-- Input material start --

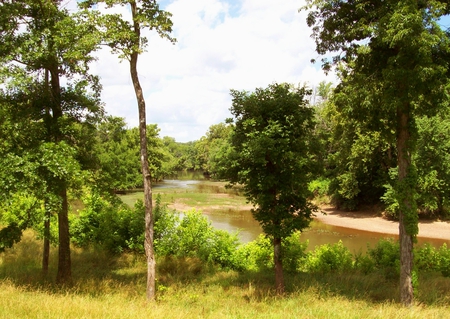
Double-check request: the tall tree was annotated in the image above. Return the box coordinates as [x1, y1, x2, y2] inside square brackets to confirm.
[79, 0, 175, 300]
[226, 84, 316, 294]
[0, 0, 100, 284]
[307, 0, 450, 306]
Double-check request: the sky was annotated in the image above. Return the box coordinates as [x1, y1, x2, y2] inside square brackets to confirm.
[61, 0, 334, 142]
[61, 0, 450, 142]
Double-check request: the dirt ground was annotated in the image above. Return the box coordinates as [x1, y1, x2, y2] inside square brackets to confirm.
[169, 203, 450, 240]
[315, 207, 450, 240]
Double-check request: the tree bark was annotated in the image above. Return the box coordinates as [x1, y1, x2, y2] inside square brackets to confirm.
[42, 210, 51, 278]
[48, 62, 72, 285]
[56, 186, 72, 285]
[130, 2, 156, 300]
[273, 238, 285, 295]
[397, 107, 414, 306]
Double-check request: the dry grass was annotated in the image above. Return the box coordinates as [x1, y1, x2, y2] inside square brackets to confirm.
[0, 232, 450, 319]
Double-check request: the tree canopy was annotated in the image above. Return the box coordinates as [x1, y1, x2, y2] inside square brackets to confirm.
[307, 0, 450, 305]
[227, 84, 316, 292]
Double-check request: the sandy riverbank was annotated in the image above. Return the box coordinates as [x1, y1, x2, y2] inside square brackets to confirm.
[315, 207, 450, 240]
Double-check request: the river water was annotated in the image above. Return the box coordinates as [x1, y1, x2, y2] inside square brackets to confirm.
[154, 180, 450, 253]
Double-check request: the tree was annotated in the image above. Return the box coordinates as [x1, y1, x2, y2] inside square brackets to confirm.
[307, 0, 450, 306]
[0, 0, 100, 284]
[227, 84, 316, 293]
[79, 0, 175, 300]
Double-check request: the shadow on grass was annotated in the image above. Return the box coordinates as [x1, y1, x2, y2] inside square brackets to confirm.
[0, 239, 450, 305]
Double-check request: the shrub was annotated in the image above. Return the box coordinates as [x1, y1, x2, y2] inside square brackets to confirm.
[306, 241, 353, 273]
[155, 209, 239, 269]
[308, 177, 330, 197]
[414, 243, 440, 271]
[235, 232, 308, 272]
[70, 192, 144, 253]
[232, 234, 274, 271]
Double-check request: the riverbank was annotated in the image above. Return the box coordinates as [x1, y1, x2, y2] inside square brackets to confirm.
[315, 206, 450, 241]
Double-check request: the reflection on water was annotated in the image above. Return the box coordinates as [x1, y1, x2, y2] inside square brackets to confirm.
[154, 180, 450, 253]
[152, 179, 201, 189]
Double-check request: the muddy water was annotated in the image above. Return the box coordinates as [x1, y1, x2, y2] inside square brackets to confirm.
[155, 180, 450, 253]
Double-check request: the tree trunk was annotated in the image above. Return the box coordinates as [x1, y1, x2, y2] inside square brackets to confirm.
[56, 186, 72, 285]
[273, 238, 285, 295]
[397, 107, 414, 306]
[48, 62, 72, 285]
[42, 210, 50, 278]
[130, 2, 156, 300]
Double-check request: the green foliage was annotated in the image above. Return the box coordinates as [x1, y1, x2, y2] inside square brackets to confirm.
[160, 210, 239, 268]
[306, 241, 353, 273]
[71, 192, 144, 253]
[236, 235, 274, 271]
[235, 232, 308, 273]
[226, 84, 316, 238]
[308, 177, 331, 197]
[368, 239, 400, 278]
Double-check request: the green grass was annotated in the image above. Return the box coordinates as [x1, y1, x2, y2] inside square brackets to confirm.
[0, 232, 450, 319]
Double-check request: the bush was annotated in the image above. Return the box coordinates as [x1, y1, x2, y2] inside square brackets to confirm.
[70, 192, 145, 253]
[155, 209, 239, 269]
[235, 232, 308, 272]
[236, 234, 274, 271]
[308, 177, 330, 197]
[414, 243, 440, 271]
[306, 241, 353, 273]
[439, 243, 450, 277]
[368, 239, 400, 278]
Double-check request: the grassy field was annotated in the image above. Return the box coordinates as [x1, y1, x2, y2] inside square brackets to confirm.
[0, 232, 450, 319]
[0, 183, 450, 319]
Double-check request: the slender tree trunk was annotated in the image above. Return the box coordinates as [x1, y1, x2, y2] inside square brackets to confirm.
[49, 62, 72, 285]
[56, 186, 72, 285]
[130, 2, 156, 300]
[273, 238, 285, 295]
[42, 210, 50, 277]
[397, 107, 415, 306]
[42, 69, 52, 278]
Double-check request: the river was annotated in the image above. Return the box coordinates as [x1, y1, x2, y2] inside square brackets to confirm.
[144, 179, 448, 253]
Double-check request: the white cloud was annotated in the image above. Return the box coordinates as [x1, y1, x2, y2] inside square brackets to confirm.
[68, 0, 334, 142]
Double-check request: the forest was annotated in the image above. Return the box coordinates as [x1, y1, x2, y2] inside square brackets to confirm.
[0, 0, 450, 318]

-- Input material end --

Exercise task | Write out all of the data above word for word, without the pictures.

Response |
Double-check request: the tall tree was annotated in the image above. Return the box coordinates as [x1, y1, x2, y2] inside square brackets to confirm.
[79, 0, 175, 300]
[226, 84, 316, 294]
[0, 0, 100, 284]
[307, 0, 450, 306]
Double-check request: the sky was annotated in the image above. Return the box coordinates as [x1, y1, x2, y2] inside square brackets to confirm.
[61, 0, 334, 142]
[61, 0, 450, 142]
Double-check request: the dirt ground was annotated in the image above. Return the box coordinates as [x1, y1, x2, y2] inside square brackets to confirm.
[169, 203, 450, 240]
[315, 207, 450, 240]
Double-check request: the tree bark was annotated in the image above. Return the box coordinates as [x1, y1, x2, y2] inside square brackets to confirm.
[42, 210, 51, 278]
[48, 62, 72, 285]
[56, 186, 72, 285]
[130, 2, 156, 300]
[273, 238, 285, 295]
[397, 107, 414, 306]
Double-check request: the dry grass was annotated in the image above. Return the box coordinates as [x1, y1, x2, y2] inside square brackets to confirm.
[0, 232, 450, 319]
Double-check request: the tree canopy was annotated in the image above. Return the box coordinates as [x1, y1, x2, y2] inside square brackets to confirm.
[307, 0, 450, 305]
[227, 84, 316, 292]
Double-check request: the sandy riverbank was annotated in the image above. Return the box coordinates as [x1, y1, x2, y2] inside square brackets to confirm.
[315, 207, 450, 240]
Double-check request: the river water was annotated in the image above. Return the box coordinates as [x1, y1, x2, y2] inside square brackets to confirm.
[154, 180, 450, 253]
Double-check request: the tree was annotated in the image above. Return the box coordinates as [x1, y1, x2, y2] inside square brackets to confirm.
[307, 0, 450, 306]
[0, 0, 100, 284]
[227, 84, 316, 293]
[79, 0, 175, 300]
Double-check request: the shadow on grass was annotated in the image above. Return the box coordinates as [x1, y1, x2, y2] inside square brackets to confirm.
[0, 239, 450, 305]
Double-check request: the shrub was annotated in the image above. Return the box coordinates as [x1, y1, x2, y2] inside square brackets to confirm.
[306, 241, 353, 273]
[155, 209, 239, 269]
[308, 177, 330, 197]
[414, 243, 440, 271]
[235, 232, 308, 272]
[70, 192, 144, 253]
[232, 234, 274, 271]
Double-check request: the riverbank was annotated in the image above. Return the box coordinates as [x1, y1, x2, y2] inside square brackets to confirm.
[315, 206, 450, 241]
Double-check request: the reflection on water was annotated in the image above. Return the box coordinates as [x1, y1, x2, y2] inside square brackets to confirm.
[154, 180, 450, 253]
[152, 179, 201, 189]
Double-check request: the muddy water was annotated in the image above. Return the box coordinates as [x1, y1, x2, y2] inside square brackets to confirm.
[155, 180, 450, 253]
Double-check request: the tree trunk was annotated in the image above. Return the box coordinates as [x1, y1, x2, y2] inside square brackets to confirm.
[56, 186, 72, 285]
[273, 238, 285, 295]
[397, 107, 414, 306]
[48, 62, 72, 285]
[42, 210, 50, 278]
[130, 2, 156, 300]
Double-check request: the green foliage was annotated in the image above. Return the box coordinates as [x1, y1, x2, y2] inside square brackets to confirm.
[160, 210, 239, 268]
[306, 241, 353, 273]
[71, 192, 144, 253]
[236, 235, 274, 271]
[235, 232, 308, 273]
[226, 84, 316, 238]
[308, 177, 331, 197]
[368, 239, 400, 278]
Double-check request: the green grass was annotated in the image above. Return the box coordinates as [x1, y1, x2, y2] inside square brackets to confirm.
[0, 232, 450, 319]
Double-check request: the bush was annotated in the image above. Return the box coordinates as [x1, y1, x2, y2] inside square brackets to confirm.
[70, 192, 145, 253]
[155, 209, 239, 269]
[235, 232, 308, 272]
[236, 234, 274, 271]
[308, 177, 330, 197]
[414, 243, 440, 271]
[306, 241, 353, 273]
[439, 243, 450, 277]
[368, 239, 400, 278]
Double-check request: the grassy field was annotated in the image above. Return the box coordinates as [x1, y1, x2, y2] inside square brackets to confirm.
[0, 232, 450, 319]
[0, 183, 450, 319]
Double-check request: the slender tree trunk was annotated in the image above. Return the box coordinates as [x1, y1, x2, y2] inside square brackets to confirm.
[49, 62, 72, 285]
[56, 186, 72, 285]
[130, 2, 156, 300]
[273, 238, 285, 295]
[42, 210, 50, 277]
[397, 107, 415, 306]
[42, 69, 52, 278]
Double-check request: the river was annotated in the image above. Return the box coordinates as [x1, y1, x2, y2] inside square brackets to confirm.
[144, 179, 448, 253]
Double-check request: the white cloud was annotated in the image above. Return the box coordinates as [x1, y1, x2, y2] inside square brackets to confirm.
[68, 0, 334, 142]
Double-check request: the forest was annotated in the image above. Return the box coordinates as [x1, y1, x2, y2] inside square brackets to confirm.
[0, 0, 450, 318]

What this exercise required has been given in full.